Go to the line in the entries below that holds "The <instance> blocks" and repeat exactly from there through the line that holds "negative clicks: (122, 222)", inclusive.

[Opening TASK DATA section]

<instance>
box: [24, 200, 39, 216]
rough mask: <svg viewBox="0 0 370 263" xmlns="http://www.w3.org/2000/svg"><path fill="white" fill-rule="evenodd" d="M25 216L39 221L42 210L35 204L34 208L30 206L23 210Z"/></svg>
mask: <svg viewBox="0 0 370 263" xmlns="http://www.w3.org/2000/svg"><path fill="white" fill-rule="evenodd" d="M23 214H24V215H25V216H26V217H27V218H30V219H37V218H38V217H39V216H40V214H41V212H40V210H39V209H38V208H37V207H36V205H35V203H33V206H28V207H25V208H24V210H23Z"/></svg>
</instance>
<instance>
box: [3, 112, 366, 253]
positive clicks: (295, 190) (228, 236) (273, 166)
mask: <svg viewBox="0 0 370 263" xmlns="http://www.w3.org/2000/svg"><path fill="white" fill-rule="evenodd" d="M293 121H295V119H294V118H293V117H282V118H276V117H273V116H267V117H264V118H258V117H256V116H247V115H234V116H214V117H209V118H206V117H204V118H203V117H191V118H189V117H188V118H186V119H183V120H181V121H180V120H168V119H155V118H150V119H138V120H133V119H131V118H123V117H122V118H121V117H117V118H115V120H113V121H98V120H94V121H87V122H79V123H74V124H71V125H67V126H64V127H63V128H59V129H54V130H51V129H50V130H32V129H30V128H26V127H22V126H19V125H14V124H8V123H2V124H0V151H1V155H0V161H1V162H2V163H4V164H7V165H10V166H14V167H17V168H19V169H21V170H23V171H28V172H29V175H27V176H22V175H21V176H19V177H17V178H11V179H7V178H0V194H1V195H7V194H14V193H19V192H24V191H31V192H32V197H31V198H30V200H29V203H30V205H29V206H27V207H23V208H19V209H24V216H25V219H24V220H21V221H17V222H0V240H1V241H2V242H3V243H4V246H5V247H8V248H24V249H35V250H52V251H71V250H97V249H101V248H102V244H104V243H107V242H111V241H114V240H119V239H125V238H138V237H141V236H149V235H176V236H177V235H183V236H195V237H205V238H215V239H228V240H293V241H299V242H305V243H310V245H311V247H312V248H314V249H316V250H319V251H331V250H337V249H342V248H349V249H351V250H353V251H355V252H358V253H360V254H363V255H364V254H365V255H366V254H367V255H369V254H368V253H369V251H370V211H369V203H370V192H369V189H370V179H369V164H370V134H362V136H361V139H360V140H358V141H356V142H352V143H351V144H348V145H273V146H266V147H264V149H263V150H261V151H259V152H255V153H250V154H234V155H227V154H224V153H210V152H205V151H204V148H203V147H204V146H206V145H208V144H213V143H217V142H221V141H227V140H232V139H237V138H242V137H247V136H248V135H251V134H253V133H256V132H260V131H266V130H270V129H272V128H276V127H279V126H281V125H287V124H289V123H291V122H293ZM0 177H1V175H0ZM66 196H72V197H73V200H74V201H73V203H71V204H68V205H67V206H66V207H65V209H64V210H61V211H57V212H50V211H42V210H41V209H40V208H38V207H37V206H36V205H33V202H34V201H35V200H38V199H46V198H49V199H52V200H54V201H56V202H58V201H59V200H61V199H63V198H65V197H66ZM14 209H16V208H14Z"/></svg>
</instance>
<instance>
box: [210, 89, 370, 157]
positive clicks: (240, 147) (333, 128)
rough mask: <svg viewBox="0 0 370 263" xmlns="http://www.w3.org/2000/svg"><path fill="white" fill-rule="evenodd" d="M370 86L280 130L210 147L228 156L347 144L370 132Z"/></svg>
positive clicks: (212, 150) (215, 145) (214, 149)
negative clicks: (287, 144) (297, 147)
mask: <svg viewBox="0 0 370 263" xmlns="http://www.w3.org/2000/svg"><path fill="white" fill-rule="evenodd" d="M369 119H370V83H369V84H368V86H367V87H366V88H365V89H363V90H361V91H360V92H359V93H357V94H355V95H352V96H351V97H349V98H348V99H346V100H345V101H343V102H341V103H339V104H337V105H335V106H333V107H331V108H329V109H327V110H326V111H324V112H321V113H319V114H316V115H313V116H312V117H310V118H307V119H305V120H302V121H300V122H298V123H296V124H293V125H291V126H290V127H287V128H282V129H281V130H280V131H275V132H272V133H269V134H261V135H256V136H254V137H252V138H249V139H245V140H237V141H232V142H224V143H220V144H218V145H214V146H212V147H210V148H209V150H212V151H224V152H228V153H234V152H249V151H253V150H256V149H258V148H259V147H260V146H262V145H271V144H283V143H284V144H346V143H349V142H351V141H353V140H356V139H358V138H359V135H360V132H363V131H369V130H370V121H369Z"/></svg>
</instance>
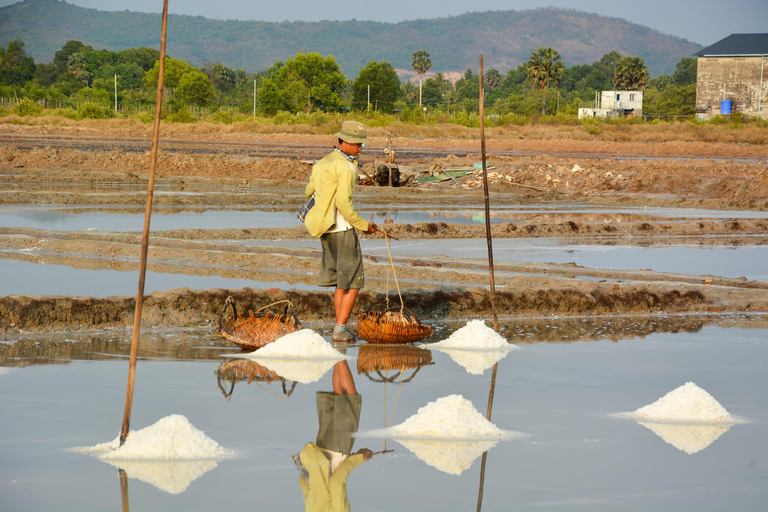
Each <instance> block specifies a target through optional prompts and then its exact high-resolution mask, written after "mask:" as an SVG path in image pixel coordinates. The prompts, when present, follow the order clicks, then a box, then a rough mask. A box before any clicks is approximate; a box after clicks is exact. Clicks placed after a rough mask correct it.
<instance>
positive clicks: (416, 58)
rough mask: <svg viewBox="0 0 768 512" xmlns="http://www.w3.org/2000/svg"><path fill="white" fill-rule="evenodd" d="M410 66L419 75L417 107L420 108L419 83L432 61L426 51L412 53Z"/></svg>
mask: <svg viewBox="0 0 768 512" xmlns="http://www.w3.org/2000/svg"><path fill="white" fill-rule="evenodd" d="M411 66H412V67H413V70H414V71H415V72H417V73H418V74H419V107H421V83H422V81H423V79H424V73H426V72H427V71H429V68H431V67H432V59H430V58H429V53H428V52H427V51H426V50H418V51H415V52H413V60H412V61H411Z"/></svg>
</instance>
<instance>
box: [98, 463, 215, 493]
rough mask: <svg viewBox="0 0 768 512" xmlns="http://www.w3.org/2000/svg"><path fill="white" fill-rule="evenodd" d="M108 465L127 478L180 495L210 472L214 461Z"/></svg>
mask: <svg viewBox="0 0 768 512" xmlns="http://www.w3.org/2000/svg"><path fill="white" fill-rule="evenodd" d="M106 462H108V463H109V464H111V465H113V466H115V467H116V468H119V469H122V470H123V471H125V472H126V474H127V475H128V477H130V478H135V479H136V480H141V481H142V482H144V483H148V484H150V485H154V486H155V487H157V488H158V489H160V490H161V491H165V492H167V493H168V494H180V493H182V492H184V491H186V490H187V487H189V485H190V484H191V483H192V482H194V481H195V480H197V479H198V478H200V477H201V476H203V475H204V474H205V473H207V472H208V471H210V470H212V469H213V468H215V467H216V466H218V463H217V462H216V461H215V460H178V461H154V460H141V461H139V460H108V461H106Z"/></svg>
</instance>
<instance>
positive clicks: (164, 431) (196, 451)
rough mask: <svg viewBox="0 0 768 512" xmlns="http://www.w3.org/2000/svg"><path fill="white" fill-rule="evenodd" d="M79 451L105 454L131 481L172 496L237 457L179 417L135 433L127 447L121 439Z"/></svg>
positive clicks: (171, 419) (102, 459)
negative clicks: (134, 478) (229, 460)
mask: <svg viewBox="0 0 768 512" xmlns="http://www.w3.org/2000/svg"><path fill="white" fill-rule="evenodd" d="M76 451H78V452H81V453H99V452H103V453H102V454H101V455H99V458H100V459H102V460H104V461H106V462H108V463H109V464H111V465H113V466H115V467H119V468H122V469H124V470H125V472H126V473H127V474H128V476H129V477H131V478H136V479H138V480H141V481H143V482H146V483H149V484H152V485H154V486H155V487H157V488H159V489H161V490H163V491H165V492H168V493H171V494H178V493H180V492H183V491H184V490H186V488H187V487H189V484H191V483H192V482H193V481H195V480H196V479H197V478H199V477H200V476H202V475H203V474H204V473H206V472H207V471H210V470H211V469H213V468H215V467H216V466H217V463H216V461H218V460H221V459H225V458H229V457H232V456H234V452H232V451H230V450H226V449H224V448H222V447H220V446H219V445H218V444H217V443H216V442H215V441H214V440H213V439H211V438H210V437H208V436H207V435H205V433H204V432H202V431H200V430H198V429H196V428H195V427H194V426H193V425H192V424H191V423H190V422H189V420H188V419H187V418H185V417H184V416H181V415H178V414H174V415H171V416H166V417H165V418H162V419H161V420H159V421H158V422H157V423H155V424H154V425H150V426H149V427H146V428H143V429H141V430H136V431H132V432H131V433H130V434H129V436H128V438H127V439H126V440H125V444H123V446H120V438H119V437H118V438H116V439H115V440H113V441H111V442H108V443H102V444H99V445H96V446H93V447H89V448H81V449H77V450H76Z"/></svg>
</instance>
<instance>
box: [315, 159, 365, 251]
mask: <svg viewBox="0 0 768 512" xmlns="http://www.w3.org/2000/svg"><path fill="white" fill-rule="evenodd" d="M356 178H357V164H356V163H355V162H350V161H349V160H347V158H346V157H345V156H344V155H343V154H342V153H341V152H339V151H332V152H331V153H330V154H328V155H326V156H325V157H324V158H323V159H322V160H320V161H319V162H317V163H316V164H315V165H314V167H312V175H311V176H310V178H309V184H307V188H306V189H305V190H304V195H305V197H306V198H307V199H309V198H310V197H311V196H312V194H315V206H314V207H313V208H312V209H311V210H310V211H309V213H308V214H307V217H306V218H305V219H304V225H305V226H306V227H307V230H308V231H309V232H310V234H311V235H312V236H315V237H319V236H320V235H322V234H323V233H325V232H326V231H328V229H330V227H331V226H333V225H334V224H335V223H336V210H338V211H339V213H341V214H342V215H343V216H344V218H345V219H346V220H347V222H349V223H350V224H351V225H352V226H354V227H356V228H357V229H360V230H362V231H365V230H366V229H368V221H367V220H365V219H364V218H363V217H361V216H360V214H359V213H357V210H355V207H354V206H352V190H353V189H354V186H355V179H356Z"/></svg>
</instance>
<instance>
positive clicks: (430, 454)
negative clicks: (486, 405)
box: [358, 395, 519, 475]
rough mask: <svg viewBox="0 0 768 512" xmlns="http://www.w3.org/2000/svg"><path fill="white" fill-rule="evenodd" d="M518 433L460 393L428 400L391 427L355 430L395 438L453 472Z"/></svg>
mask: <svg viewBox="0 0 768 512" xmlns="http://www.w3.org/2000/svg"><path fill="white" fill-rule="evenodd" d="M517 435H519V434H518V433H516V432H508V431H504V430H501V429H500V428H498V427H497V426H496V425H494V424H493V423H491V422H490V421H488V420H487V419H485V417H484V416H483V415H482V414H480V412H478V410H477V409H475V407H474V406H473V405H472V402H470V401H469V400H467V399H465V398H464V397H462V396H459V395H449V396H446V397H443V398H440V399H439V400H436V401H434V402H430V403H429V404H427V405H425V406H424V407H422V408H420V409H419V410H418V412H417V413H416V414H414V415H413V416H411V417H410V418H408V419H407V420H405V421H404V422H403V423H401V424H399V425H396V426H394V427H389V428H385V429H380V430H372V431H369V432H365V433H359V434H358V436H366V437H368V436H370V437H387V438H394V439H396V440H397V442H399V443H400V444H402V445H403V446H405V447H406V448H408V449H409V450H410V451H412V452H413V453H414V455H416V457H418V458H419V459H421V460H422V461H424V462H425V463H427V464H428V465H430V466H432V467H434V468H437V469H439V470H441V471H445V472H446V473H451V474H454V475H458V474H461V473H462V472H463V471H464V470H465V469H467V468H468V467H469V466H470V465H472V461H474V460H475V459H476V458H477V457H479V456H480V455H482V453H483V452H485V451H488V450H490V449H491V448H493V447H494V446H495V445H496V443H497V442H499V441H500V440H502V439H508V438H511V437H514V436H517Z"/></svg>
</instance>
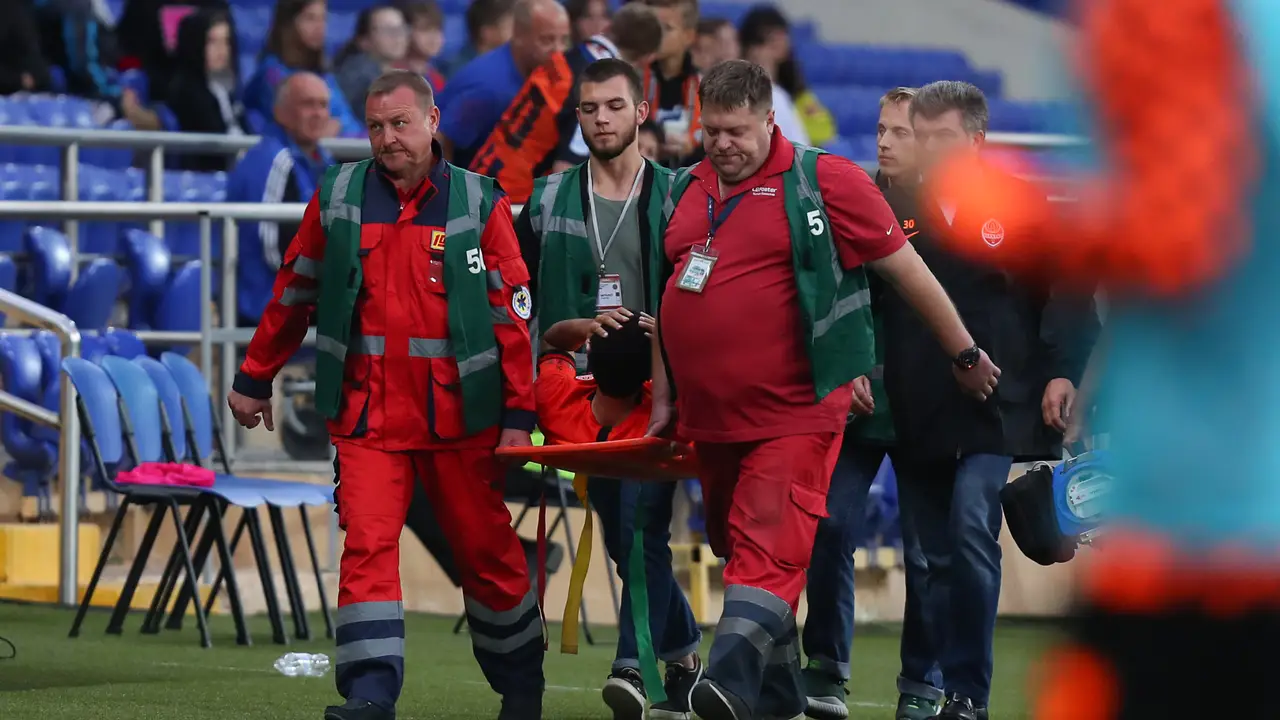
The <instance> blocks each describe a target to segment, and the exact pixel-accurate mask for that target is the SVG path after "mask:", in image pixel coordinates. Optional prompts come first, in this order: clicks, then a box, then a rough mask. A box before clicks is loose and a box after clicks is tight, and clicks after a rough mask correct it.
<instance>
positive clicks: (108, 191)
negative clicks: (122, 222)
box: [77, 165, 120, 255]
mask: <svg viewBox="0 0 1280 720" xmlns="http://www.w3.org/2000/svg"><path fill="white" fill-rule="evenodd" d="M116 179H118V178H116V176H115V173H113V172H110V170H104V169H101V168H95V167H92V165H81V168H79V199H81V200H83V201H93V202H113V201H116V200H119V199H120V187H119V184H116V182H115V181H116ZM79 232H81V236H79V245H78V247H77V250H78V251H79V252H88V254H95V255H114V254H115V252H116V250H118V245H119V233H120V225H119V223H115V222H111V220H92V222H83V223H81V225H79Z"/></svg>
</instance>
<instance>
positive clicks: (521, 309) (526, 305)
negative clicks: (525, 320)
mask: <svg viewBox="0 0 1280 720" xmlns="http://www.w3.org/2000/svg"><path fill="white" fill-rule="evenodd" d="M511 309H512V311H515V313H516V316H517V318H520V319H521V320H527V319H529V318H530V316H532V314H534V299H532V297H530V295H529V288H527V287H525V286H520V287H517V288H516V292H515V293H512V296H511Z"/></svg>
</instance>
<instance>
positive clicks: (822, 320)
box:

[Closing TASK DATA section]

RESULT OF THE EXERCISE:
The <instance> blocks each describe a target to segment, and the exact pixel-accurate mask for that target is the SVG path after "mask:", in image pixel coordinates. Optional prompts come first, in this order: clicks, then a box, then a rough mask. A box before clicks is loose and a box after clicks is tight, and clicks after a rough mask correct it.
<instance>
positive clicks: (108, 191)
negative clicks: (122, 222)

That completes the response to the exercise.